▶ LIST OF TASKS
#1 Answer these from the blog post on the critics of Wall-E:
(a) Who directed Wall-E, according to the post?
(b) What Tomato-Meter rating did the movie receive on Rottentomatoes?
(c) In the quoted Guardian review, what is EVE?
#2 Please summarize the blog post on the critics of Wall-E in two sentences.
#3 Write the next part of the blog post on the critics of Wall-E, starting after the quoted Guardian review.

▶ EXTRACTED TEXT
Archive for July, 2008
WALL-E-yed Critics
Finding Nemo was over-rendered treacle so this blog has no particular interest in seeing Wall-E, by the same director (Andrew Stanton) and over-hyped studio (Pixar). Unaccountably the movie received a 96% "Fresh" rating on the Tomato-Meter at Rottentomatoes, a review-crunching site, which means the critics are marching in lockstep. Look past the numbers, though, and here's what they're saying (the first of these crits, The Guardian's, was assigned a "Fresh" tag by Rottentomatoes' apparently biased staff):
For all that, faint doubts remain. WALL-E (the character) is eminently lovable, by far the film's most human inhabitant. And yet WALL-E (the movie) actually has more in common with EVE [the space probe that trash compactor WALL-E falls in love with --ed]. It is an exquisitely rendered piece of work; beautiful, flawless, serious in its intent and hermetically sealed. You can admire it to the skies and back. You can even learn to love it from a distance. But does Andrew Stanton's film amount to much more than a brilliant aesthetic exercise? I'm not convinced it does. (The Guardian)

[Dataset excerpts on pointing at objects]
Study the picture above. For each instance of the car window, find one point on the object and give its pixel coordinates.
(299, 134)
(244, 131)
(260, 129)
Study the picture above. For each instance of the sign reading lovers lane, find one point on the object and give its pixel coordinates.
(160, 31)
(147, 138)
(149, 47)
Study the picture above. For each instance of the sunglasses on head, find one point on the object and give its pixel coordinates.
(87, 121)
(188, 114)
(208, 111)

▶ THE ANSWERS
#1
(a) Andrew Stanton
(b) A 96% "Fresh" rating
(c) The space probe that the trash compactor WALL-E falls in love with

#2 The blog post calls Finding Nemo over-rendered treacle and shows no interest in Wall-E, which comes from the same director and studio, and it reads the movie's 96% "Fresh" rating on Rottentomatoes as a sign that critics are marching in lockstep. It quotes The Guardian's review, which finds WALL-E the character lovable and the movie exquisitely rendered but doubts that the film is much more than a brilliant aesthetic exercise.

#3
And
But by the end, "WALL-E" has turned into something else again, a picture that's so adamant about ending on a feel-good note (or at least a feel-OK note) that it betrays the sad, subtle beauty of those early scenes. It must be that director Andrew Stanton -- the man behind the enormously successful Finding Nemo -- didn't want to make too much of a downer: Can't be sending all those tots home with the blues, can we? But the picture feels weirdly, and disappointingly, disjointed, something that starts out as poetry and ends as product. (Salon)
And
Though "WALL-E" is no thrill ride, it at least stays true to its core themes. Stanton is attempting no less than rabble-rousing prophecy, scolding the blinded populace into changing its ways (even as an all-consuming mega-corporation partners with the film, spawning toys and wrappers that will end up in landfills).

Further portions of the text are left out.